— Begin Records to process —

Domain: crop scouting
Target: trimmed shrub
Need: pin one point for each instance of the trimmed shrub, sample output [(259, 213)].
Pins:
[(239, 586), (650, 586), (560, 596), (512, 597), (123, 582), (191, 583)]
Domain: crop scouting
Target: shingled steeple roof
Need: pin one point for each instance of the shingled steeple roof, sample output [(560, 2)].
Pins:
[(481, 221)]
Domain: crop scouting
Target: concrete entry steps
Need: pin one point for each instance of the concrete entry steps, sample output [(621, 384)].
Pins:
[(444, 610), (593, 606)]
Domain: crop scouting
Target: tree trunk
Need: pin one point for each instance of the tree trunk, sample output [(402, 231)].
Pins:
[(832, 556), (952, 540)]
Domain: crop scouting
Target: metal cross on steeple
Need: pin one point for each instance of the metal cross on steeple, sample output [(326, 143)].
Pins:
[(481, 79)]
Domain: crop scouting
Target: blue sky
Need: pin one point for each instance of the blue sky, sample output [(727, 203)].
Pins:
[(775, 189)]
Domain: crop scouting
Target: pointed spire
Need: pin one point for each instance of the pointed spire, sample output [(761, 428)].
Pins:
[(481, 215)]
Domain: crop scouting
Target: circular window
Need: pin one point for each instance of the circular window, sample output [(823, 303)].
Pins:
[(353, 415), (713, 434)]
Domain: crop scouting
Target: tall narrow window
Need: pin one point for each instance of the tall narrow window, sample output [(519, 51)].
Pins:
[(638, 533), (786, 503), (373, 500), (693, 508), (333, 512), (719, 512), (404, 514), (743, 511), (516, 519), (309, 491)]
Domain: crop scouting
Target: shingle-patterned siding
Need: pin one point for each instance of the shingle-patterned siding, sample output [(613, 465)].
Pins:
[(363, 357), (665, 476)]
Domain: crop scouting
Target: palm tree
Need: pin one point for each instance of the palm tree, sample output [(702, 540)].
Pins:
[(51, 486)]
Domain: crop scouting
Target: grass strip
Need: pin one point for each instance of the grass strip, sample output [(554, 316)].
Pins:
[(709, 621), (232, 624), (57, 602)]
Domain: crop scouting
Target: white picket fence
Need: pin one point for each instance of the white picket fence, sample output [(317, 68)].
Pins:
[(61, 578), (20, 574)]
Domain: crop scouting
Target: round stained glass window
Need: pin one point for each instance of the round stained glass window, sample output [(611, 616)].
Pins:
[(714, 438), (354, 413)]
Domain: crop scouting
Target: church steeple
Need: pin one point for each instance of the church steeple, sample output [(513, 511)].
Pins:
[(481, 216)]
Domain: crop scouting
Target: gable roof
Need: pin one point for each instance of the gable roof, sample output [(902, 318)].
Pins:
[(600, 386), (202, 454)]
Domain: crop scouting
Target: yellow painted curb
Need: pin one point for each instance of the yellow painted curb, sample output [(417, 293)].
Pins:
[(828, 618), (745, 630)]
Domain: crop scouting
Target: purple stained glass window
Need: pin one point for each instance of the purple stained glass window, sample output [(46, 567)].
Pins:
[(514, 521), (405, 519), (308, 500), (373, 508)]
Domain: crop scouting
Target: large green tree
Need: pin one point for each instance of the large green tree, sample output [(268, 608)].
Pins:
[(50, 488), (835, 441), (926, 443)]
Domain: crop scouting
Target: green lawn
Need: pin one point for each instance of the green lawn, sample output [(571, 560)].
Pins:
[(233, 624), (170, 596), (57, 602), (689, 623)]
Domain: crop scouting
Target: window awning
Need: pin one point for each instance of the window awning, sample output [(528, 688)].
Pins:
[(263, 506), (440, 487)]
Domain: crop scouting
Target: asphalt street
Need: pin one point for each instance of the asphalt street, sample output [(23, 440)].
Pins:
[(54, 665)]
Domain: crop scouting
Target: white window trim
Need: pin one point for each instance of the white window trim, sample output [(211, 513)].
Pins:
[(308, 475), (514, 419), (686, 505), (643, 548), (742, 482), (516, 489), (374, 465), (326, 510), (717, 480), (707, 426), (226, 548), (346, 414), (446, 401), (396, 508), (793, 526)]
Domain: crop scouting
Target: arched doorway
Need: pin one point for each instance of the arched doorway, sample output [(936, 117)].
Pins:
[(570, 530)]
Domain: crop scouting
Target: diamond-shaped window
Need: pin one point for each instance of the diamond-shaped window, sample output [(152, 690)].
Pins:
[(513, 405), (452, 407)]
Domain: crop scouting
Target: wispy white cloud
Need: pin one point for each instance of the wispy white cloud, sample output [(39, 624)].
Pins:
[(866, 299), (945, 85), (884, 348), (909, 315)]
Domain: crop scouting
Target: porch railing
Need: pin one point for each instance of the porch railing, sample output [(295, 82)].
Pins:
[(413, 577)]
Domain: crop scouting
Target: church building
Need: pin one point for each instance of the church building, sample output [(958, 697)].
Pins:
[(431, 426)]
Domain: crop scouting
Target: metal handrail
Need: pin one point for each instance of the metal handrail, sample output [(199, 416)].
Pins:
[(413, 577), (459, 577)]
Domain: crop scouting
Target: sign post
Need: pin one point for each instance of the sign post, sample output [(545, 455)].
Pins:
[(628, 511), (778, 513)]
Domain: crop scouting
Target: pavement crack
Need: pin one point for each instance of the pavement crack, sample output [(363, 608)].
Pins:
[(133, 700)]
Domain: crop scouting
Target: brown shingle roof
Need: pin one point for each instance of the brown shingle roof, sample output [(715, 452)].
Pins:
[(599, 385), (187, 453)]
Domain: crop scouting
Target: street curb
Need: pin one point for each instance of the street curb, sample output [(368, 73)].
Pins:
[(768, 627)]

— End Records to process —

Task statement: Extract the full set of entries word for word.

Result of this task:
Domain: crop scouting
Target: trimmed shrub
Need: pin one point for each instance of the trimmed shrub, sample output [(259, 213)].
Pins:
[(239, 586), (650, 586), (560, 596), (512, 597), (123, 582), (191, 583)]
Domain: crop scouting
Target: shingled steeple roof
Need: pin one point for each instance of the shingled steeple roof, sample output [(560, 2)].
Pins:
[(481, 221)]
Domain: crop scouting
Target: concrete entry steps
Need: pin one point for each instance of the concrete entry steps, sample output [(621, 384)].
Pins:
[(444, 610), (593, 606)]
Domain: crop scouting
Target: tree trunk
Need: pin one point for each instance of the tree trunk, sample output [(402, 231)].
Pins:
[(832, 556), (952, 540)]
Domain: crop scouting
Target: metal cross on steeple
Need: pin one point for each instance of the metal cross on steeple, sample output [(326, 143)].
Pins:
[(481, 79)]
Domain: crop scouting
Target: blue sky
Need: pin one point for each instance of the blue sky, sample output [(727, 203)].
Pins:
[(775, 189)]
Domain: crop scouting
Target: pointed spire
Need: pin one point for each instance of the pointed spire, sample output [(761, 428)].
Pins:
[(481, 215)]
Domain: crop scouting
Target: circular window
Need: pin one point for each instance of the circular window, sample output [(823, 303)].
Pins:
[(353, 415), (713, 434)]
Domain: crop scouting
Target: tall narrow window
Need: pin one point for each instance of the tall narrow window, sample output [(519, 51)].
Pins:
[(638, 533), (786, 503), (373, 500), (693, 508), (333, 512), (719, 512), (404, 514), (743, 511), (516, 519), (309, 491)]
Domain: crop scouting
Target: shingle-patterned siding
Need: pin one point for each instance of the shingle-patterned siding, sample output [(613, 465)].
Pins:
[(363, 357), (665, 476)]
Domain: crop scouting
Target: palm tree
Need: pin one point for each instance of the palm tree, sample output [(702, 540)].
Pins:
[(51, 486)]
Domain: crop scouting
Target: grass strip
Need: pin one point for each instance of the grass strip, sample output [(554, 316)].
Pins:
[(709, 621), (232, 624), (57, 602)]
Domain: crop scouting
Target: white picket fence
Need: pin one point for each instance of the white picket fence, sample output [(317, 68)].
Pins:
[(61, 578), (20, 574)]
Domain: crop scouting
Target: round stained glass window
Need: pin one point for each instance of the round stained glass window, sample output [(611, 616)].
Pins:
[(714, 438), (354, 413)]
Domain: crop scouting
Target: church steeple
Need: pin one point for each instance of the church steeple, sample output [(513, 511)].
Pins:
[(481, 216)]
Domain: crop scouting
Target: gable roof
Need: pin one point for each instance of the gable roof, sample output [(902, 318)].
Pins:
[(600, 386), (202, 454)]
Domain: crop scouting
Target: yellow painted curb
Need: pin one point for each instance of the yellow painted curb, sample output [(417, 293)].
Pins:
[(828, 618), (745, 630)]
Domain: crop scouting
Target: purple stained glass window
Need: pin one point for each instance of the purple stained glass window, sample output [(46, 567)].
Pins:
[(514, 521), (405, 519), (308, 500), (373, 508)]
Domain: crop scouting
Target: large green tree
Need: pin one point for each instance of the large green tree, sample output [(268, 608)].
Pins:
[(50, 488), (835, 441), (926, 443)]
Domain: crop scouting
Target: green lawn
Need: pin one point for each instance of the green lawn, sample output [(571, 560)].
Pins:
[(233, 624), (170, 596), (57, 602), (689, 623)]
Domain: crop scouting
Target: window awning
Need: pin one point for each instance of the window awning, sample output [(528, 688)].
Pins:
[(263, 506), (440, 487)]
Domain: crop scouting
Target: asphalt street
Need: pin one point for each instance of the asphalt street, sample output [(23, 440)].
Pins:
[(54, 665)]
Domain: crop scouting
Target: white window trim
Need: pin one point for each instance of the white window trim, sample output [(211, 513)].
Pins:
[(308, 475), (514, 419), (686, 505), (643, 548), (742, 482), (516, 489), (374, 465), (326, 510), (717, 480), (707, 426), (226, 548), (346, 414), (446, 401), (396, 508), (793, 526)]
Domain: crop scouting
Target: arched doorway
Need: pin one point for each instance of the arched doorway, sample output [(936, 117)].
Pins:
[(570, 530)]
Domain: crop scouting
Target: diamond-shaped window
Need: pin one point for each instance of the diamond-shaped window, sample output [(152, 690)].
Pins:
[(513, 405), (452, 407)]
Domain: crop scouting
Target: wispy white cloud
Need: pin one point for each instance of the wispy white cloud, sample output [(39, 624)].
Pins:
[(866, 299), (945, 85), (884, 348), (909, 315)]
Domain: crop scouting
Target: porch railing
Need: pin one point for each instance of the porch railing, sample output [(295, 82)].
Pins:
[(413, 577)]
Domain: crop scouting
Target: church building
Need: pin one point for each instance of the church building, sample output [(958, 697)].
Pins:
[(431, 426)]
Domain: crop scouting
Target: metal handrail
Need: pin one point for each instance of the metal handrail, sample output [(199, 416)].
Pins:
[(413, 577), (459, 577)]
Domain: crop scouting
Target: sign post
Need: pin one point for each instance of the sign post, sample output [(545, 455)].
Pins:
[(628, 511), (778, 513)]
Domain: crop scouting
Target: pavement crack
Need: pin one point for each instance of the pavement crack, sample output [(363, 608)].
Pins:
[(133, 700)]
Domain: crop scouting
Target: brown shingle roof
Need: pin one point for each instance of the brown shingle roof, sample output [(715, 452)].
Pins:
[(599, 385), (187, 453)]
Domain: crop scouting
Target: street curb
Need: pin one point for each instance of the street curb, sample output [(368, 73)].
Pins:
[(768, 627)]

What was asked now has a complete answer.